:: TEXTAUSZUG ::
>>

Mittwoch, 14. Oktober 2020

Der verlorene Patient – Dr. Umeswaran Arunagirinathan berichtet aus dem Maschinenraum des Medizinbetriebs (Update: 5.03.2023)

Dr. Umeswaran Arunagirinathan, den fast jeder (Dr.) Umes nennt, ist in der Gegenwart Funktionsoberarzt für Herzchirurgie am ‎Klinikum Bremen. Aktuell rollt Rowohlt das 3. Buch des Autors aus.(1) Der Titel des Buchs Der verlorene Patient - Wie uns das Geschäft mit der Gesundheit krank macht kündigt konstruktive Kritik an Fehlentwicklungen des deutschen Gesundheitssystems an. Das Buch richtet sich nicht nur an Mediziner und Politiker, sondern ebenso an das medizinische Klientel, also an uns als Patienten. Umes ist kein Kandidat für den Literaturnobelpreis und Der verlorene Patient ist kein wissenschaftliches Werk, aber das Buch verdient viele Leser, weshalb es hier in Kurzform vorgestellt ist.(2)

Vorab ist Umes außergewöhnliche, wenn nicht gar sensationelle Biographie eine Abschweifung wert. Umes ist 1978 als Tamile auf Sri Lanka geboren, wo Bürgerkrieg herrschte. Um den Jungen in Sicherheit zu bringen, schickten ihn die Eltern als 12-jährigen unbegleitet mit bezahlten Schleppern nach Europa. Seiner Mutter musste er versprechen, nie Alkohol zu trinken, niemals zu spielen und Arzt zu werden. Kosten der Ausreise konnten die Eltern nur anzahlen. Den Rest beglich Umes über viele Jahre und vergaß seine Familie nicht.(3) Die Reise endete zunächst in Afrika. Über 8 Monate schlug sich Umes auf eigene Faust nach Hamburg durch, wo ihn ein Onkel aufnahm. Bei der Ankunft sprach Umes kein Deutsch und nur schlechtes Englisch, aber Umes war schulhungrig, sah Chancen, ergriff sie und lernte schnell.

In Hamburg wurde Umes nach 2 Jahren zum Klassensprecher gewählt, ein Jahr später zum Schulsprecher und bald darauf in das Landesschülerparlament, dessen Sprecher er wurde. Obwohl Umes ständig von Abschiebung bedroht war, erreichte er ein 1er-Abitur und konnte ein Medizinstudium aufnehmen. Weil die Eltern nicht in Deutschland lebten und darum kein Anspruch auf Bafög bestand, musste Umes sein Studium mit Hilfe zahlreicher Jobs selbst finanzieren. Nach dem medizinischen Examen trat Umes 2008 eine Anstellung am Universitätsklinikum Hamburg als Assistenzarzt an. Im gleichen Jahre wurde er nach 18 Jahren Aufenthalt in Deutschland eingebürgert. In Hamburg wurde Umes zum Marathonläufer mit der Bestzeit 3:36 Std., was ihn für den Autor dieses Posts besonders sympathisch macht.(4)

<<

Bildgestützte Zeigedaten
>>

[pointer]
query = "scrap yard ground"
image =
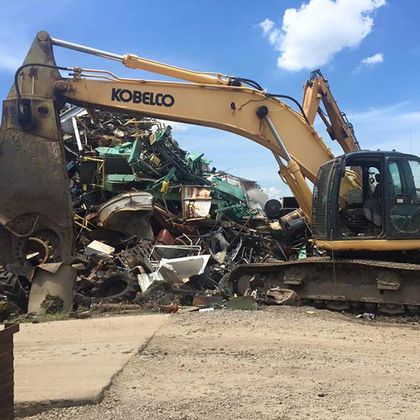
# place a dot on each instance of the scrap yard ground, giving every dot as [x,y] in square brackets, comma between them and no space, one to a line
[275,363]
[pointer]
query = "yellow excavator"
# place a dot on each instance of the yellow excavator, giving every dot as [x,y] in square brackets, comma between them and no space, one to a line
[364,211]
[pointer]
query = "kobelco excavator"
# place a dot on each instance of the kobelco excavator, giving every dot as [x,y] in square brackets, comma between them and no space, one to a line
[364,211]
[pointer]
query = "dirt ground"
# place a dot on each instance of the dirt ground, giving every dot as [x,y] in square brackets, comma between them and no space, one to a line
[276,363]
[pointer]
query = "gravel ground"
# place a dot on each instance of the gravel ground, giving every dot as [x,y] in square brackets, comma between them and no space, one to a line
[276,363]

<<

:: ARBEITSAUFTRÄGE ::
• a. Gib aus dem Beitrag über Dr. Umes den Abschnitt von „Vorab ist Umes“ bis „und lernte schnell.“ wortgetreu wieder.
• b. In welchem Jahr wurde Umes laut dem Beitrag über Dr. Umes in Deutschland eingebürgert?
• c. Schreibe den Beitrag über Dr. Umes im Anschluss an seinen letzten Satz weiter.

:: LÖSUNGEN ::
• a.
Vorab ist Umes außergewöhnliche, wenn nicht gar sensationelle Biographie eine Abschweifung wert. Umes ist 1978 als Tamile auf Sri Lanka geboren, wo Bürgerkrieg herrschte. Um den Jungen in Sicherheit zu bringen, schickten ihn die Eltern als 12-jährigen unbegleitet mit bezahlten Schleppern nach Europa. Seiner Mutter musste er versprechen, nie Alkohol zu trinken, niemals zu spielen und Arzt zu werden. Kosten der Ausreise konnten die Eltern nur anzahlen. Den Rest beglich Umes über viele Jahre und vergaß seine Familie nicht.(3) Die Reise endete zunächst in Afrika. Über 8 Monate schlug sich Umes auf eigene Faust nach Hamburg durch, wo ihn ein Onkel aufnahm. Bei der Ankunft sprach Umes kein Deutsch und nur schlechtes Englisch, aber Umes war schulhungrig, sah Chancen, ergriff sie und lernte schnell.

• b. Im Jahr 2008, nach 18 Jahren Aufenthalt in Deutschland.

• c.
Das Buch Der verlorene Patient ist eingängig geschrieben und auch ohne medizinische Fachkenntnisse leicht verständlich zu lesen. Der Inhalt des Buchs ist jedoch keine leicht verdauliche Kost. Aus Sicht öffentlicher und freigemeinnütziger Krankenhausträger berichtet der Autor ohne Scheu gegenüber der eigenen Zunft und ihrem Klientel aus dem Maschinenraum des Klinikbetriebs in Deutschland, in dem zwischen starren Hierarchien, Abhängigkeiten, Fragmentierung, wirtschaftlichen Zwängen und Eigennutz ein ganzheitlicher Blick auf den Patienten verloren geht. Umes benennt konkrete Mängel des deutschen Gesundheitssystems, Fehler deutscher Gesundheitspolitik und nicht zuletzt Ungerechtigkeiten und Absurditäten der in Deutschland durch die Aufspaltung in gesetzlicher und privater Krankenversicherung installierten Zwei-Klassen-Medizin.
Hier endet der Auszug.